**EXERCISE BRIEF**
Which lines in the rows below contain the word "Target"? Report each of those lines in full.

____________

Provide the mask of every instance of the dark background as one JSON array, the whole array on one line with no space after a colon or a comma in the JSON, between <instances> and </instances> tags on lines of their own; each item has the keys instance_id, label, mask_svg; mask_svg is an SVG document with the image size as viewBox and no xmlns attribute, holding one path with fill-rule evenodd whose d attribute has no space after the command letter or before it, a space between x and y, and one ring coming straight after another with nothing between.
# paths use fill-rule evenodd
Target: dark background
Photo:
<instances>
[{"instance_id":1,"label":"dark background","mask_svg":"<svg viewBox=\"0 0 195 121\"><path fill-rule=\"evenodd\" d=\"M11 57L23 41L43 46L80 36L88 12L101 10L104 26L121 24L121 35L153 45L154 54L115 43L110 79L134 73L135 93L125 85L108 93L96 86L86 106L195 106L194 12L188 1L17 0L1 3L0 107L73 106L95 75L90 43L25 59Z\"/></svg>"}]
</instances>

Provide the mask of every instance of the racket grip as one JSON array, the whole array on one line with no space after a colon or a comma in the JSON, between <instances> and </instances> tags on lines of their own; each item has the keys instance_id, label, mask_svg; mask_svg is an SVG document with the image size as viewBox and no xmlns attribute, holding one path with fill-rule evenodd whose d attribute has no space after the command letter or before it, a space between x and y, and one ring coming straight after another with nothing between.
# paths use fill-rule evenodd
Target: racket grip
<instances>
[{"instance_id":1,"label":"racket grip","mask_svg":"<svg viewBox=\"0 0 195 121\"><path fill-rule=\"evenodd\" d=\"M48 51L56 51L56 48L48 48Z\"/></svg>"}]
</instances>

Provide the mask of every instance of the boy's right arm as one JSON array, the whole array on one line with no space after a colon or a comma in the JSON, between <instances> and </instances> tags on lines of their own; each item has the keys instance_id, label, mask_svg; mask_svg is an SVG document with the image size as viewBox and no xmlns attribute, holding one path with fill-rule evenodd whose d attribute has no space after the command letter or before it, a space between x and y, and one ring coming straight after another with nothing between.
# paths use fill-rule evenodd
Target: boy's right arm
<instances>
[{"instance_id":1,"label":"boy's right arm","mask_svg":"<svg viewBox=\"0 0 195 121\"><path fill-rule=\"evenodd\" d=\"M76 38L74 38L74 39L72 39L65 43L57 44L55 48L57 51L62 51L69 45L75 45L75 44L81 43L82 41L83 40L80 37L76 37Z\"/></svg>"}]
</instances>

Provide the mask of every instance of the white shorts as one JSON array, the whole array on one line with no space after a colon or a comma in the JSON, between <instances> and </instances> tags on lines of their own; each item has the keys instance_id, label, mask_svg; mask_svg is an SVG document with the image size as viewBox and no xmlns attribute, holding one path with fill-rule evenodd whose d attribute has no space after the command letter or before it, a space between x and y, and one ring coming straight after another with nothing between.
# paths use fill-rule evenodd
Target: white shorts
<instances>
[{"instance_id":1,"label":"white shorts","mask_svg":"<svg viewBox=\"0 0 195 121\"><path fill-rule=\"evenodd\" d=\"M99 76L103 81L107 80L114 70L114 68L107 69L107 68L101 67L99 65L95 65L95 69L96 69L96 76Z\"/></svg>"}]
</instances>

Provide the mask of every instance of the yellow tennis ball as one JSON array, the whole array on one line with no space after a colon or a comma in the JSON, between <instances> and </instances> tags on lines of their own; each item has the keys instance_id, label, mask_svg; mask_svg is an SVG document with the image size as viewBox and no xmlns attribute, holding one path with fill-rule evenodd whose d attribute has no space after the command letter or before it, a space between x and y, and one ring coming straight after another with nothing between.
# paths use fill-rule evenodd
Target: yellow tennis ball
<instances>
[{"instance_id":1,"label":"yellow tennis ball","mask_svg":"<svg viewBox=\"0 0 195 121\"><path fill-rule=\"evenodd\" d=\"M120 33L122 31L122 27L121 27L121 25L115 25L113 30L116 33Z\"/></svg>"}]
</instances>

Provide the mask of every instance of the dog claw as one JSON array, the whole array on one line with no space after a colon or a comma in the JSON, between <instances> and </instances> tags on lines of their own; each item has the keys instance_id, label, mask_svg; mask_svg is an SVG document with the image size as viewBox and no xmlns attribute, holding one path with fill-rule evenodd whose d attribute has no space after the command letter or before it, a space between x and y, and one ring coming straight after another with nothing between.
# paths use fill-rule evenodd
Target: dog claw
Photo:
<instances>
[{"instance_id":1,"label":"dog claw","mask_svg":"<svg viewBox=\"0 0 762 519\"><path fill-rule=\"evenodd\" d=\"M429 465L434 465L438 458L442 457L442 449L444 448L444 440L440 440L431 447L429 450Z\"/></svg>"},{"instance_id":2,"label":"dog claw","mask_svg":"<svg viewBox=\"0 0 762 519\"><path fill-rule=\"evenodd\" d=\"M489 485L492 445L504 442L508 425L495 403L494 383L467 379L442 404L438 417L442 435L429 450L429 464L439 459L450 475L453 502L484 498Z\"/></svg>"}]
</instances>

____________

**COMPLETE RESPONSE**
Target: dark background
Target: racket grip
Target: boy's right arm
Target: white shorts
Target: yellow tennis ball
Target: dog claw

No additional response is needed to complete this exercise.